→ Requirement
Transcribe the data that follows in full. Leave out the pictures.

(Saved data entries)
--

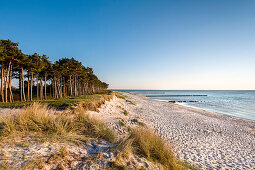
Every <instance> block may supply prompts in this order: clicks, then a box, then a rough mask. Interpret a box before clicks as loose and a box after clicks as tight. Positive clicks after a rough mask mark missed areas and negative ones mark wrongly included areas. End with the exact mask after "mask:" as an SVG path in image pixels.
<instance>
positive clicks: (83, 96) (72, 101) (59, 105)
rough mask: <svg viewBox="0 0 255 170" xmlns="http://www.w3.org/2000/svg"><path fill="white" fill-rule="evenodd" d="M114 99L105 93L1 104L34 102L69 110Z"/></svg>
mask: <svg viewBox="0 0 255 170" xmlns="http://www.w3.org/2000/svg"><path fill="white" fill-rule="evenodd" d="M112 97H113V93H112V92H111V91H106V92H105V93H100V94H91V95H83V96H79V97H66V98H62V99H48V100H40V101H37V100H35V101H27V102H20V101H15V102H13V103H5V102H0V107H7V108H8V107H24V106H28V105H31V104H33V103H34V102H39V103H41V104H46V105H48V106H50V107H53V108H57V109H68V108H70V107H71V105H73V104H77V103H80V102H83V103H91V102H101V103H103V102H104V100H110V99H111V98H112Z"/></svg>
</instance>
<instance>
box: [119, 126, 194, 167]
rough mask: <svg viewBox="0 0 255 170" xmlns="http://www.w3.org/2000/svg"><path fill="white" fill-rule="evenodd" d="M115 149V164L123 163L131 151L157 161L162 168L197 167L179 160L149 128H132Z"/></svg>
mask: <svg viewBox="0 0 255 170" xmlns="http://www.w3.org/2000/svg"><path fill="white" fill-rule="evenodd" d="M117 150H118V152H119V154H118V156H117V160H116V162H115V164H116V165H118V166H121V165H123V164H124V163H125V162H126V160H128V158H129V156H130V155H131V154H132V153H133V154H137V155H140V156H142V157H144V158H146V159H148V160H150V161H152V162H154V163H157V164H158V165H159V166H160V167H161V168H163V169H172V170H179V169H198V168H196V167H195V166H191V165H190V164H188V163H183V162H181V161H179V160H178V159H177V158H176V157H175V155H174V153H173V151H172V149H171V147H170V146H168V145H167V144H166V143H165V141H164V140H162V139H161V138H160V137H159V136H157V135H156V134H155V133H154V132H153V131H152V130H150V129H145V128H138V129H133V130H132V131H131V134H130V137H129V138H127V139H126V140H123V141H122V142H120V144H119V146H118V147H117Z"/></svg>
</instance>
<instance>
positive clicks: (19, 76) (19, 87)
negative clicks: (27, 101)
mask: <svg viewBox="0 0 255 170" xmlns="http://www.w3.org/2000/svg"><path fill="white" fill-rule="evenodd" d="M19 92H20V95H19V97H20V101H21V102H22V101H23V92H22V78H21V70H20V71H19Z"/></svg>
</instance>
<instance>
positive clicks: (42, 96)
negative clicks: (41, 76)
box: [40, 78, 43, 100]
mask: <svg viewBox="0 0 255 170" xmlns="http://www.w3.org/2000/svg"><path fill="white" fill-rule="evenodd" d="M42 99H43V84H42V78H40V100H42Z"/></svg>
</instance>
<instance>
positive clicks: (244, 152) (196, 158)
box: [94, 93, 255, 169]
mask: <svg viewBox="0 0 255 170" xmlns="http://www.w3.org/2000/svg"><path fill="white" fill-rule="evenodd" d="M123 94H124V95H125V96H127V98H128V100H132V101H134V102H136V105H134V104H131V103H129V102H127V101H126V100H123V99H119V98H114V99H113V100H112V101H111V102H107V103H106V104H105V105H104V106H103V107H102V108H101V109H100V112H99V113H96V112H95V113H94V114H96V115H98V116H100V118H101V119H104V120H105V121H106V122H107V124H109V125H111V126H113V127H114V128H115V129H116V130H117V131H118V132H119V134H125V129H124V130H123V129H122V128H120V127H119V123H118V121H119V120H120V119H122V120H124V122H125V123H126V124H127V126H129V125H132V124H133V122H132V120H133V119H134V118H137V119H139V120H140V121H141V122H144V123H146V124H147V125H148V126H149V127H152V128H154V129H155V131H156V132H157V133H158V134H159V135H160V136H162V137H163V138H165V139H166V140H167V141H169V142H171V143H172V145H173V149H174V150H175V152H176V155H177V156H178V157H179V158H180V159H182V160H186V161H188V162H190V163H194V164H195V165H199V166H201V167H202V168H203V169H254V168H255V149H254V148H255V122H253V121H248V120H244V119H238V118H234V117H230V116H225V115H221V114H217V113H212V112H207V111H204V110H202V109H197V108H191V107H186V106H181V105H178V104H174V103H169V102H163V101H156V100H152V99H149V98H147V97H143V96H138V95H133V94H128V93H123ZM120 107H123V108H124V109H126V110H127V111H128V112H129V116H125V115H123V113H122V111H121V109H120Z"/></svg>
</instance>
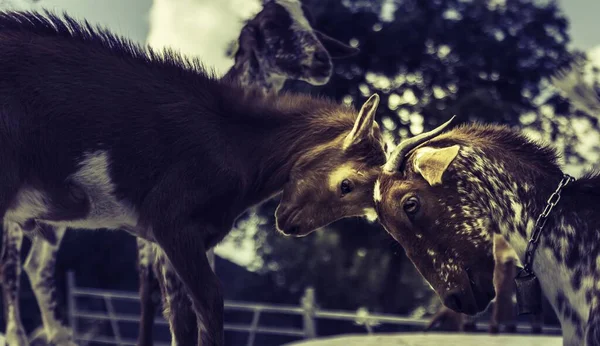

--

→ Exercise output
Every <instance> block may supply prompts in this order: clicks, then a box, then a rough mask. Interpret a box before clicks as loose and a box after clicks as tight. Positive clicks after a rough mask mark missed areas and negative ones mark wrongly included areas. End with the exact mask after "mask:" as an SVG path in image pixels.
<instance>
positive clicks: (83, 96) (72, 101) (59, 105)
rough mask: <svg viewBox="0 0 255 170" xmlns="http://www.w3.org/2000/svg"><path fill="white" fill-rule="evenodd" d="M114 99L105 93L1 104L34 102L69 110Z"/></svg>
mask: <svg viewBox="0 0 255 170" xmlns="http://www.w3.org/2000/svg"><path fill="white" fill-rule="evenodd" d="M112 97H113V93H112V92H111V91H106V92H105V93H100V94H91V95H83V96H79V97H66V98H62V99H48V100H40V101H37V100H35V101H27V102H20V101H15V102H13V103H5V102H0V107H7V108H8V107H24V106H28V105H31V104H33V103H34V102H39V103H41V104H46V105H48V106H50V107H53V108H57V109H68V108H70V107H71V105H73V104H77V103H80V102H83V103H91V102H101V103H103V102H104V100H110V99H111V98H112Z"/></svg>
</instance>
<instance>
box: [119, 126, 194, 167]
rough mask: <svg viewBox="0 0 255 170" xmlns="http://www.w3.org/2000/svg"><path fill="white" fill-rule="evenodd" d="M115 149V164L123 163L131 151L157 161L162 168L197 167L179 160L149 128H132Z"/></svg>
mask: <svg viewBox="0 0 255 170" xmlns="http://www.w3.org/2000/svg"><path fill="white" fill-rule="evenodd" d="M117 150H118V152H119V154H118V156H117V160H116V162H115V164H116V165H118V166H121V165H123V164H124V163H125V162H126V160H128V158H129V156H130V155H131V154H132V153H133V154H137V155H140V156H142V157H144V158H146V159H148V160H150V161H152V162H154V163H157V164H158V165H159V166H160V167H161V168H163V169H172V170H179V169H198V168H196V167H195V166H191V165H190V164H188V163H183V162H181V161H179V160H178V159H177V158H176V157H175V155H174V153H173V151H172V149H171V147H170V146H168V145H167V144H166V143H165V141H164V140H162V139H161V138H160V137H159V136H157V135H156V134H155V133H154V132H153V131H152V130H150V129H145V128H138V129H133V130H132V131H131V134H130V137H129V138H127V139H126V140H123V141H122V142H120V144H119V146H118V147H117Z"/></svg>
</instance>
<instance>
positive clicks: (19, 76) (19, 87)
negative clicks: (27, 101)
mask: <svg viewBox="0 0 255 170" xmlns="http://www.w3.org/2000/svg"><path fill="white" fill-rule="evenodd" d="M19 92H20V95H19V97H20V101H21V102H22V101H23V92H22V78H21V70H20V71H19Z"/></svg>
</instance>
<instance>
positive clicks: (42, 96)
negative clicks: (41, 76)
box: [40, 78, 43, 100]
mask: <svg viewBox="0 0 255 170" xmlns="http://www.w3.org/2000/svg"><path fill="white" fill-rule="evenodd" d="M42 99H43V84H42V78H40V100H42Z"/></svg>
</instance>
<instance>
positive clicks: (244, 152) (196, 158)
box: [94, 93, 255, 169]
mask: <svg viewBox="0 0 255 170" xmlns="http://www.w3.org/2000/svg"><path fill="white" fill-rule="evenodd" d="M123 94H124V95H125V96H127V98H128V100H132V101H134V102H136V105H134V104H131V103H129V102H127V101H126V100H123V99H119V98H114V99H113V100H112V101H111V102H107V103H106V104H105V105H104V106H103V107H102V108H101V109H100V112H99V113H96V112H95V113H94V114H96V115H98V116H100V118H101V119H104V120H105V121H106V122H107V124H109V125H111V126H113V127H114V128H115V129H116V130H117V131H118V132H119V134H125V129H124V130H123V129H122V128H120V127H119V123H118V121H119V120H120V119H122V120H124V122H125V123H126V124H127V126H129V125H132V124H133V122H132V120H133V119H134V118H137V119H139V120H140V121H141V122H144V123H146V124H147V125H148V126H149V127H152V128H154V129H155V131H156V132H157V133H158V134H159V135H160V136H162V137H163V138H165V139H166V140H167V141H169V142H171V143H172V145H173V149H174V150H175V152H176V155H177V156H178V157H179V158H180V159H182V160H186V161H188V162H190V163H194V164H195V165H199V166H201V167H202V168H203V169H254V168H255V149H254V148H255V122H253V121H248V120H244V119H238V118H234V117H230V116H225V115H221V114H217V113H212V112H207V111H204V110H202V109H197V108H191V107H186V106H181V105H178V104H174V103H169V102H163V101H156V100H152V99H149V98H147V97H143V96H138V95H133V94H128V93H123ZM120 107H123V108H124V109H126V110H127V111H128V112H129V116H125V115H123V113H122V111H121V109H120Z"/></svg>
</instance>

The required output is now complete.